- DOCUMENT EXTRACT
_ _ _ _ _

What is the SpotifyR Package & What Can I Do With It?
SpotifyR is an R Wrapper Used for Pulling Information from Spotify’s Web API.
You’re Able to Pull Song & Playlist Information for a Given Spotify User, Retrieve Albums & Their Popularity, Retrieve Audio Features from Tracks, & So Much More :)
By Following This Guide, You Will Be Able to Download the Package, Set Up Your Account & Pull Data on Your Favorite Artist(s) or From Your Own Account.
Set-Up Directions
Helpful Packages
| Package | Summary |
|---|---|
| tidyverse | the tidyverse collection of packages |
| devtools | simplifies many common tasks |
| spotifyr | spotify’s API tool |
| kableExtra | helps build common complex tables & manipulate table styles |
| DT | create, filter & sort datatables |
| dplyr | grammar of data manipulation |
| ggplot2 | system for declaratively creating graphics |
Installing SpotifyR Package
There’s An Extra Step Involved After Downloading the “DevTools” Package:
devtools::install_github('charlie86/spotifyr')Then, You’re Able to Add SpotifyR To Your Library :)

_ _ _ _ _

- SUPPLIED INFORMATION
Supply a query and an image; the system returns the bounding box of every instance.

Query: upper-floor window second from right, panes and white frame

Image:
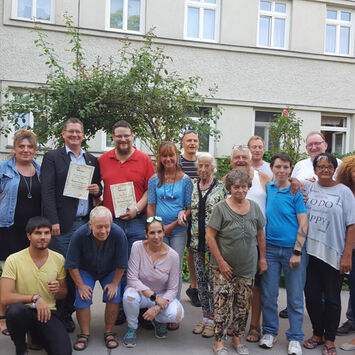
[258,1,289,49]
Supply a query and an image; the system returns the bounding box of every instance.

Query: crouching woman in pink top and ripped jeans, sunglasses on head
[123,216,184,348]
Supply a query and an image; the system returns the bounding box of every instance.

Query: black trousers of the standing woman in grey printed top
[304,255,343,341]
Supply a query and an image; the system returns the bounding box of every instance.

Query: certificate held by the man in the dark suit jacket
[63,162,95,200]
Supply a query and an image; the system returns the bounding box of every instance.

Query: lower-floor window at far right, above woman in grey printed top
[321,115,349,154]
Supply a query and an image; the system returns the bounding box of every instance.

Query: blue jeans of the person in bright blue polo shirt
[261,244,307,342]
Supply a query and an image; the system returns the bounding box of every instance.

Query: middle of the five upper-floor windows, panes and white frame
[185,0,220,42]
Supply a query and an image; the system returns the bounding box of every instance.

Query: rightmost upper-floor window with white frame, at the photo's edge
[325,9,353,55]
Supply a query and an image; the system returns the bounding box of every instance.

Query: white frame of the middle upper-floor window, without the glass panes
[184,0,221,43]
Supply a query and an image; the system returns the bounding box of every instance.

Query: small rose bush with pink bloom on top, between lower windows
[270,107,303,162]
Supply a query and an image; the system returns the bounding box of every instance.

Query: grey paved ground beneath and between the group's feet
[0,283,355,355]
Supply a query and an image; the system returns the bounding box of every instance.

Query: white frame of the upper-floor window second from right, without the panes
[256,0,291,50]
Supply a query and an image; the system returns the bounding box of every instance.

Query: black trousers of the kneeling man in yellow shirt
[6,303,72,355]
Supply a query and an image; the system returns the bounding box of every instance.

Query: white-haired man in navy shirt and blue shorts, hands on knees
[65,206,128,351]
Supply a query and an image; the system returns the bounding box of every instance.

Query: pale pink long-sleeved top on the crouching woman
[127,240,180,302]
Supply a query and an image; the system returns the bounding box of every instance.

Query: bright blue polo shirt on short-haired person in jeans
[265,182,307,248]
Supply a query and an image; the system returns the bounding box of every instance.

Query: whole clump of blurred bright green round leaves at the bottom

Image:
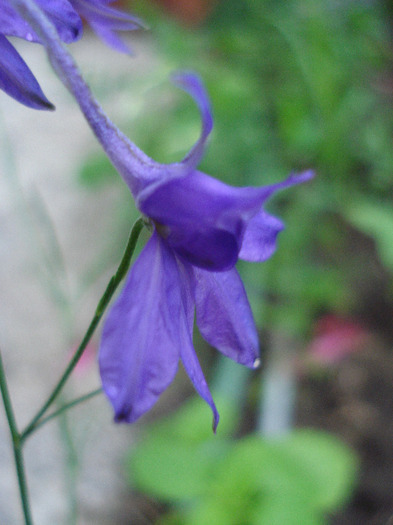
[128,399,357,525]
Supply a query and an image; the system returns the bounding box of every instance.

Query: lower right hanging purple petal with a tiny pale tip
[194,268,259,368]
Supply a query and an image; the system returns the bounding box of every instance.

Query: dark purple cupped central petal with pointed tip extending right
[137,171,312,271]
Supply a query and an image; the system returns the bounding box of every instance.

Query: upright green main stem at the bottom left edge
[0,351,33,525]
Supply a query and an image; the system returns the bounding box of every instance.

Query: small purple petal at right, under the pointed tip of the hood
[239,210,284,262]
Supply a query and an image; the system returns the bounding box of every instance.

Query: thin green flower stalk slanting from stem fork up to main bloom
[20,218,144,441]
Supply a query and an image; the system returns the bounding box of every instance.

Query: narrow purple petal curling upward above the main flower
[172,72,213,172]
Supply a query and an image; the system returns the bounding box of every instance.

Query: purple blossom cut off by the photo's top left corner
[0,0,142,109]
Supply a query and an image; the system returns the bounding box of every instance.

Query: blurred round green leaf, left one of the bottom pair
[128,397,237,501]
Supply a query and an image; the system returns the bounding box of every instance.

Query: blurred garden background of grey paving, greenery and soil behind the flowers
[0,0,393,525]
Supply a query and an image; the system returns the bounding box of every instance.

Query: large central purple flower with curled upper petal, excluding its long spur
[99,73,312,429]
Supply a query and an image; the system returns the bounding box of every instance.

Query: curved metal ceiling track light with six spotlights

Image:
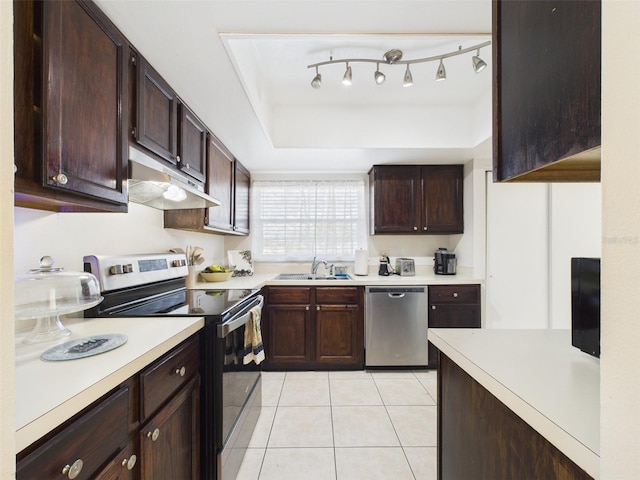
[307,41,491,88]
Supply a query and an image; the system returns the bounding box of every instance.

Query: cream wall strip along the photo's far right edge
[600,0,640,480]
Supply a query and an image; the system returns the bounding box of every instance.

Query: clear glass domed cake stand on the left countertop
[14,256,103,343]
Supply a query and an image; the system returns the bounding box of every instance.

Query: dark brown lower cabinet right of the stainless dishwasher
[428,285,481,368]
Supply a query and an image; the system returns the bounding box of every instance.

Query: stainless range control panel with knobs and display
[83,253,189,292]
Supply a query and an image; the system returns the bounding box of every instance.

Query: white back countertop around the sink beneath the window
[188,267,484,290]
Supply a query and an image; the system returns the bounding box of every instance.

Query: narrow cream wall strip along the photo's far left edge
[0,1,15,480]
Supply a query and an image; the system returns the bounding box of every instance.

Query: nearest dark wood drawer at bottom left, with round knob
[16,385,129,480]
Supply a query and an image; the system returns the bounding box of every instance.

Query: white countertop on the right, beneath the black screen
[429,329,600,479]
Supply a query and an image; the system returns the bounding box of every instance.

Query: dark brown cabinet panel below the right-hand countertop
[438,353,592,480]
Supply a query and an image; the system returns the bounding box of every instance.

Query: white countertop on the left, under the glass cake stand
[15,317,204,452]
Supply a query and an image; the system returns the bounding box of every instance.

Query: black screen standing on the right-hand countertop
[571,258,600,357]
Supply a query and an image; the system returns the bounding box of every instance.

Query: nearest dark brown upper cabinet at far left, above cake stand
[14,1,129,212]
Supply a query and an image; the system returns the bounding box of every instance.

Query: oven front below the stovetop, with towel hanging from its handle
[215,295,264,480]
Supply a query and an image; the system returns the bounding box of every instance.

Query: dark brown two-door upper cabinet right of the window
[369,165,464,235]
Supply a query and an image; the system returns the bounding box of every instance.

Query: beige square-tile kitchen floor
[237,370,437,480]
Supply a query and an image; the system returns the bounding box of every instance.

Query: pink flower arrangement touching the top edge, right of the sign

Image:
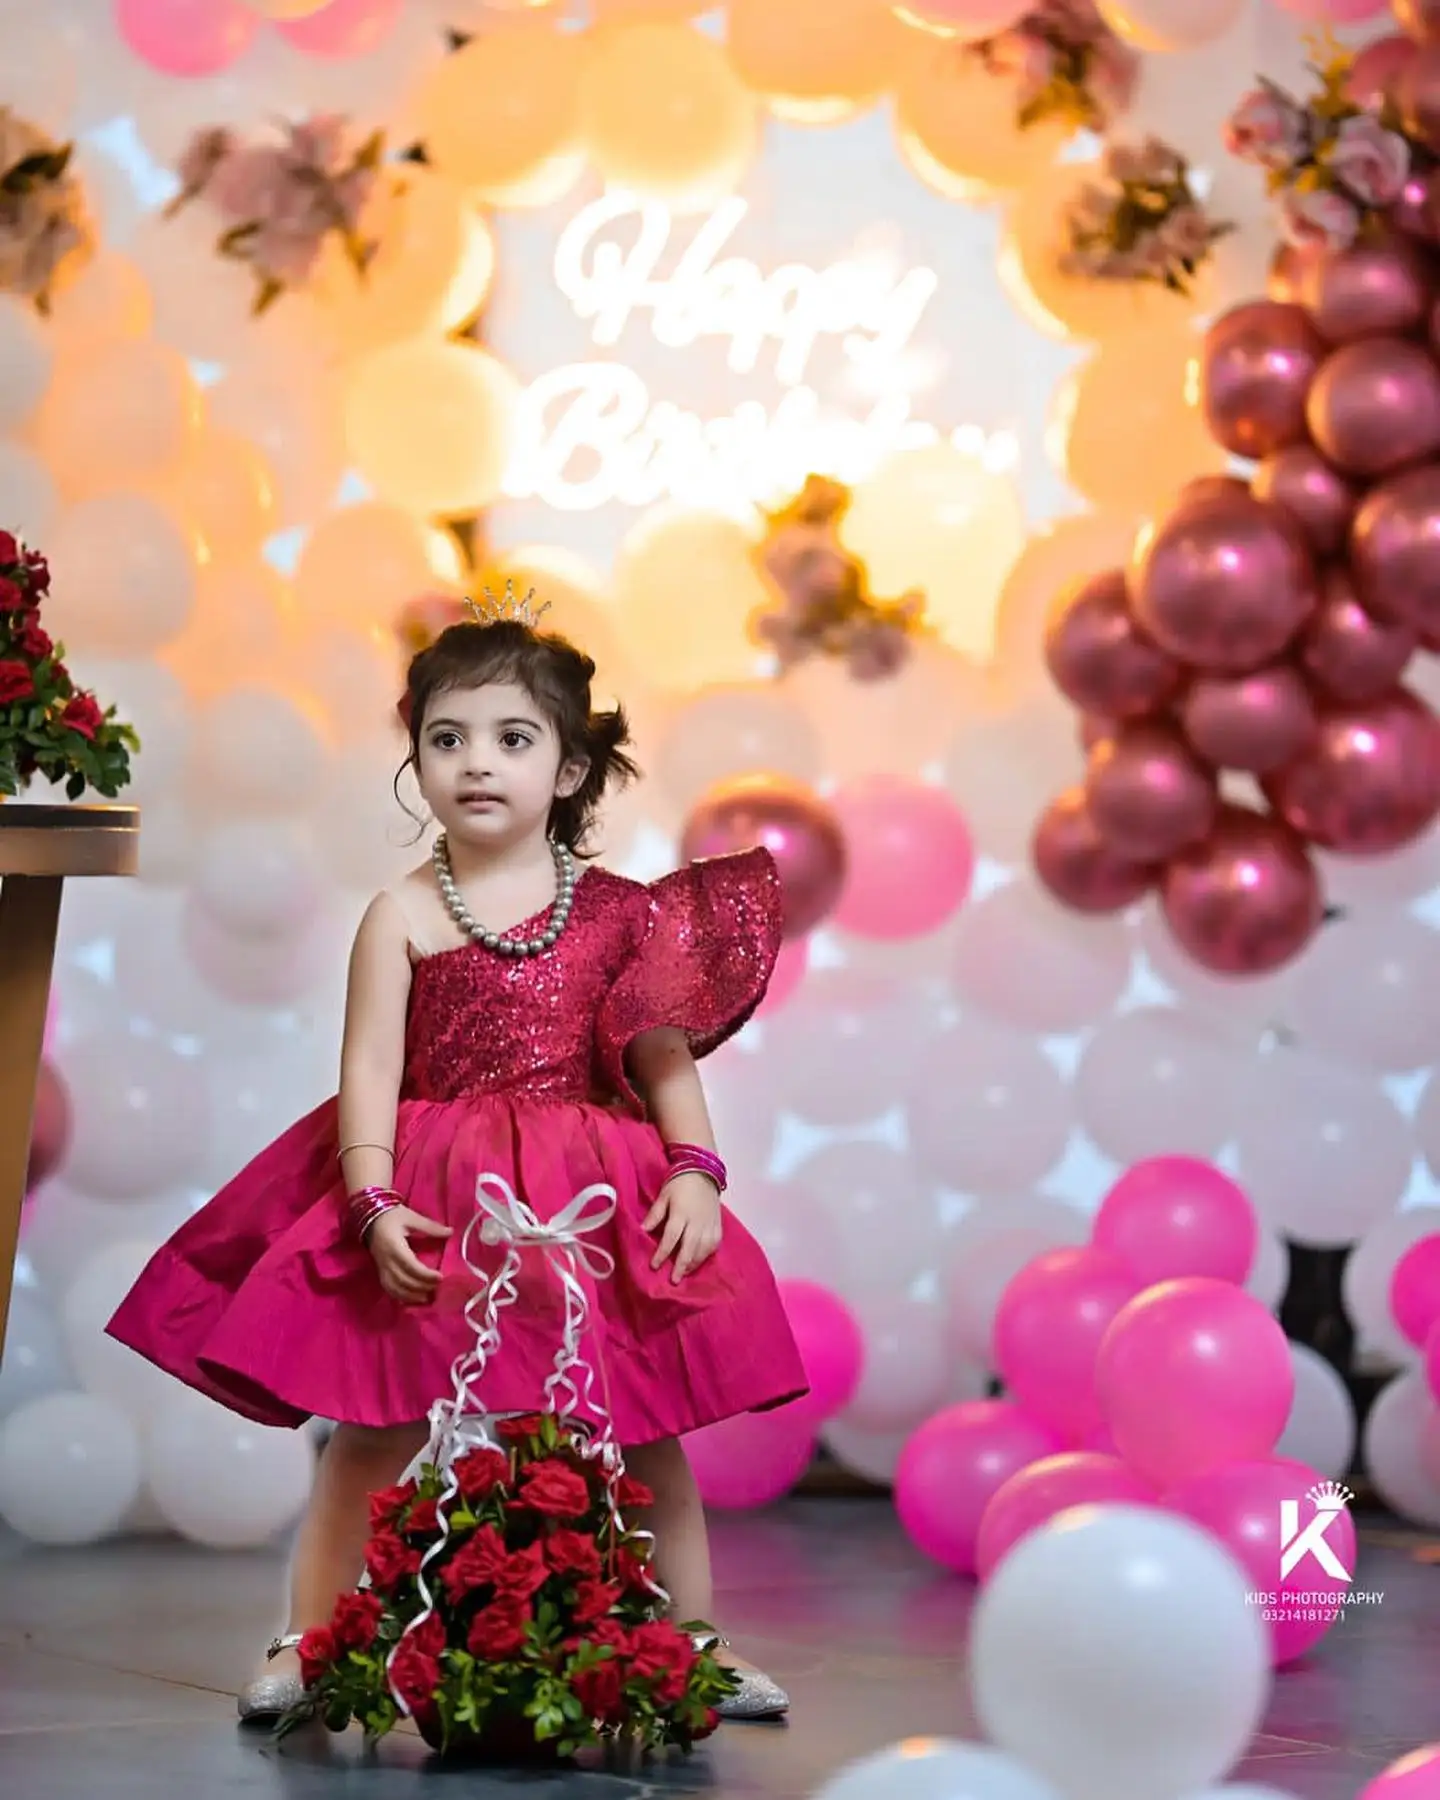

_ _ _ _ _

- TASK ITEM
Can you return the passage of the SpotifyR guide between "You’re Able to Pull" and "Your Own Account.", inclusive, copied word for word? The data stands apart from the SpotifyR guide.

- SOLVED PROBLEM
You’re Able to Pull Song & Playlist Information for a Given Spotify User, Retrieve Albums & Their Popularity, Retrieve Audio Features from Tracks, & So Much More :)
By Following This Guide, You Will Be Able to Download the Package, Set Up Your Account & Pull Data on Your Favorite Artist(s) or From Your Own Account.